--- 제공된 데이터 ---

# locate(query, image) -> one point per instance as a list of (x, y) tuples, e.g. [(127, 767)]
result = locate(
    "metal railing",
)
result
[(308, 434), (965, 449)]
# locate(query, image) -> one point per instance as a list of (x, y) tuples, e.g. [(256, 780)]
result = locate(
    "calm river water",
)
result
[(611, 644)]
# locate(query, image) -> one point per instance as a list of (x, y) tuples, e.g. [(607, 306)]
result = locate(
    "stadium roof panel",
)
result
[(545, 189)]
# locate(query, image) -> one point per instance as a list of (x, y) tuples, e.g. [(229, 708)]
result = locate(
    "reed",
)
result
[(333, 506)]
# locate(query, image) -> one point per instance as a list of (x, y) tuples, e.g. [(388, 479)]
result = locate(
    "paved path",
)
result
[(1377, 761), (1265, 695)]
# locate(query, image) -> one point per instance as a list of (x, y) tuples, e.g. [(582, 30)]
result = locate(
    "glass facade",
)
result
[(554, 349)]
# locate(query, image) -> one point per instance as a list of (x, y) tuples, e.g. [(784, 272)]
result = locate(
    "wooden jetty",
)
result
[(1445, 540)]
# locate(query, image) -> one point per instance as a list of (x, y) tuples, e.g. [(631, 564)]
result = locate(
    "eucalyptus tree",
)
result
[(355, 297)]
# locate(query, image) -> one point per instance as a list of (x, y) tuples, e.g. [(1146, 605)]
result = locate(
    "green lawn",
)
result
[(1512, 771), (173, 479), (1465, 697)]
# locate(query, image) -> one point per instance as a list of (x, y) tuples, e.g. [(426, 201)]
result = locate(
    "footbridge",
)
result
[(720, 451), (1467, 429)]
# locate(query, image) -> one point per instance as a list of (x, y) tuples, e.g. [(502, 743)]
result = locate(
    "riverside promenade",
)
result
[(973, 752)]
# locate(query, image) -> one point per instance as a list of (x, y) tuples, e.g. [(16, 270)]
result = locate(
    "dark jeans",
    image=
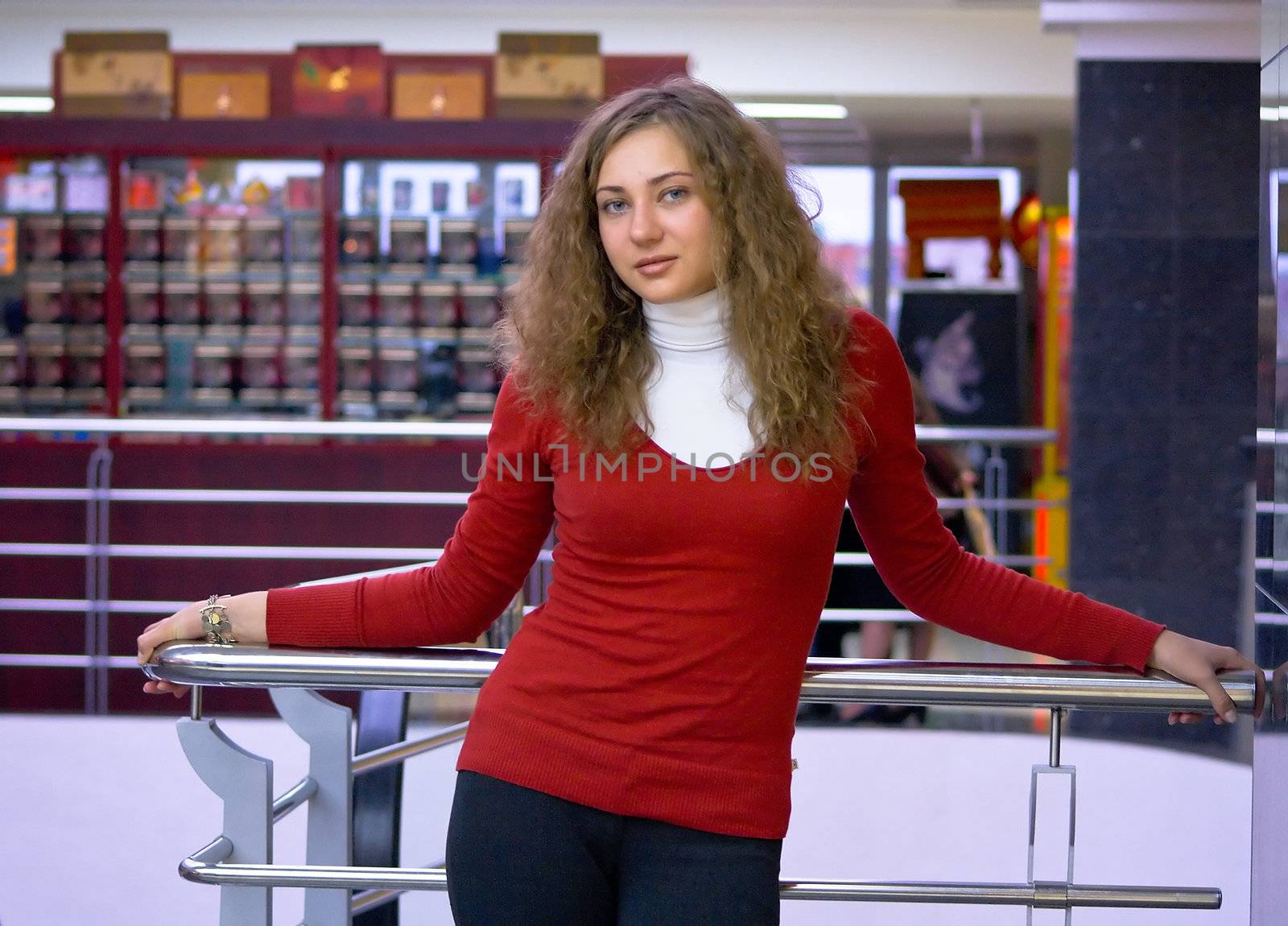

---

» **목표**: 위 데이터 전체에서 "result"를 모두 "points"로 바꾸어 다시 쓰고, 나머지는 그대로 두세요. 그림은 답에 넣지 마세요.

» **작성한 답**:
# locate(query, image) -> one point per instance as a list of (x, y) tuples, e.g. [(127, 767)]
points = locate(
    "metal railing",
)
points
[(308, 434), (965, 449)]
# locate(query, image) -> one point per instance as a list of (x, y) tuples, e.g. [(256, 780)]
points = locate(
    "calm river water",
)
points
[(611, 644)]
# locate(query, image) -> one point per instance as a list of (x, y) tuples, e.g. [(607, 306)]
points = locate(
    "stadium roof panel",
)
points
[(545, 189)]
# locate(query, image) -> one point per instance as a list of (x, y) tuples, e.g. [(229, 708)]
points = locate(
    "reed",
)
points
[(333, 506)]
# locate(query, image) -> one point per instance as a list of (x, y) tuples, e.g. [(388, 479)]
points = locate(
    "paved path",
)
points
[(1377, 761), (1265, 695)]
# locate(query, image) -> one point per instance as a list of (x, y) tuples, e.g. [(582, 30)]
points = locate(
    "glass facade",
)
points
[(554, 349)]
# locate(query, image) -> one point per instance as a list of (x, y) tuples, e.g. [(784, 272)]
points = locate(
    "wooden jetty",
)
points
[(1445, 540)]
# locate(query, image) -> one point per instance as a list of (x, y) tuples, e.g. [(631, 564)]
points = locate(
    "eucalyptus tree",
)
points
[(355, 297)]
# locate(query, image) -> one point per instance as a list of (x, y) tuples, e.g. [(1146, 605)]
points = locate(
    "green lawn",
)
points
[(1512, 771), (173, 479), (1465, 697)]
# locate(query, image) -> one point per instance as a list of (x, y) tuples, e.g. [(426, 201)]
points = locate(
    "footbridge",
)
points
[(720, 451), (1467, 429)]
# locate(query, image) -> one point per instance as a list of (x, y) tuples, e.g. [(502, 743)]
points = locate(
    "riverside promenade",
)
points
[(973, 752)]
# locate(query, image) -> one point per instance as a list of (x, y) tuples, e.g. [(16, 270)]
points = locate(
    "dark jeans",
    image=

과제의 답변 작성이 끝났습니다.